SUPPLIED ENTRIES:
::::::

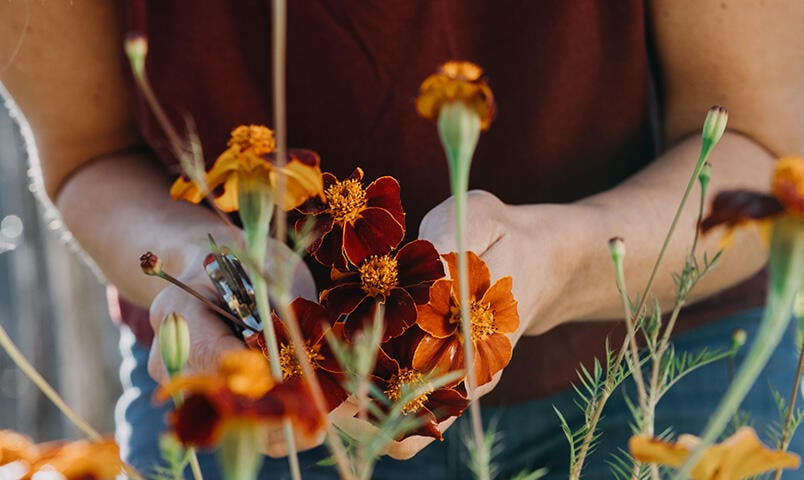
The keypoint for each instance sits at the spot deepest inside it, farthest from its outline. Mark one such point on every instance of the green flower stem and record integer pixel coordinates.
(459, 129)
(786, 269)
(256, 209)
(22, 363)
(240, 453)
(787, 429)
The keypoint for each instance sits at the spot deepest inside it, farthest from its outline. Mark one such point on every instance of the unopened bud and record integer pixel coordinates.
(136, 46)
(150, 264)
(738, 338)
(715, 124)
(617, 248)
(174, 343)
(705, 175)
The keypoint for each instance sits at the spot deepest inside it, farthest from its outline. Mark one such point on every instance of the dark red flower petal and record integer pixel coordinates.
(375, 232)
(385, 193)
(342, 299)
(733, 207)
(435, 316)
(419, 263)
(196, 421)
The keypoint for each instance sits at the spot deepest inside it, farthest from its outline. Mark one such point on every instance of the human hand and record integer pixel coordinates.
(210, 336)
(512, 242)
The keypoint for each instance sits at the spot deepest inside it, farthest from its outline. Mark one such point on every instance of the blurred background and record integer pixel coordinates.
(52, 304)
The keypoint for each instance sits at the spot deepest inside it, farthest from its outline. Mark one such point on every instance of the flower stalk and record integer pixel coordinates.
(786, 270)
(459, 129)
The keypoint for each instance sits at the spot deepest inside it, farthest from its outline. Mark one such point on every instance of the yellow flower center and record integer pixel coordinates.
(482, 319)
(256, 139)
(407, 378)
(346, 199)
(291, 368)
(378, 275)
(788, 183)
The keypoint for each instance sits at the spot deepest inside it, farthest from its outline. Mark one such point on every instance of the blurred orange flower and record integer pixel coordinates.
(240, 394)
(734, 208)
(494, 315)
(741, 455)
(73, 460)
(249, 162)
(457, 81)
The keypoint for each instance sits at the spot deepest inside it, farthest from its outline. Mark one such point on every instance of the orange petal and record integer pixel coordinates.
(491, 356)
(479, 276)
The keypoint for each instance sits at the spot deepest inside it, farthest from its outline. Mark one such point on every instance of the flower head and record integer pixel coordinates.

::::::

GIVEN EXERCISE:
Set down the material above as is, without any pictures.

CORRECT ANSWER:
The keypoint for each instance sits at the spot deepest inside it, farthest from its outline. Mark one such point on every instance of the green flower stem and record integer pixel coordinates.
(459, 129)
(786, 269)
(256, 209)
(22, 363)
(240, 453)
(787, 429)
The keypoint for each instance sits at the spot deepest inside it, farthest from its outline. Mark one such point on every instance of the unopened bud and record integer pixel coordinates.
(136, 46)
(150, 264)
(738, 338)
(715, 124)
(617, 248)
(174, 343)
(705, 175)
The keypoint for each instance sits at the spot deepest inside it, farthest from its outline. Mark one such point on every instance of the dark red flower petal and record integer pixel coordinates.
(375, 232)
(385, 193)
(342, 299)
(733, 207)
(435, 316)
(419, 263)
(196, 421)
The keypoint for each instance sits at the spot deepest inside it, farthest from its outline. Mark one such point on every instance of the human hand and record integer pixel coordinates.
(210, 336)
(512, 242)
The keypoint for each instance sits at the spot deepest inside it, farthest from its outline. Mark one such point on every instance of the blurred background and record integer pixel coordinates.
(52, 304)
The keypoint for each instance sits at the spot deepest inside it, farthest from its outline. Mark one such point on every instance of the flower stalk and record integer pixel coordinates.
(786, 270)
(459, 129)
The keypoint for each instance sits at the spot deepest inside it, farthest from its outline. Mark one such point on every instance of the yellow flower center and record integer pixel coordinates.
(482, 319)
(256, 139)
(407, 378)
(346, 199)
(291, 368)
(378, 275)
(788, 183)
The keypoint for each instance sits at the spot deepest inside it, farthest from its outline. Mark one such point on every instance of the blurred orange flower and record integer pixel coordinates.
(240, 394)
(734, 208)
(494, 315)
(741, 455)
(73, 460)
(249, 162)
(457, 81)
The keypoint for each instance sits at the spot deepest inside it, farthest from its outline. Mark one such point on every instance of the orange petal and record integer pixel coordinates.
(491, 356)
(479, 276)
The keypoint for each instance sits at the spot deepest inside it, farthest from its outline. Mark one such point on every instance of the flower head and record integer pixel coordinates.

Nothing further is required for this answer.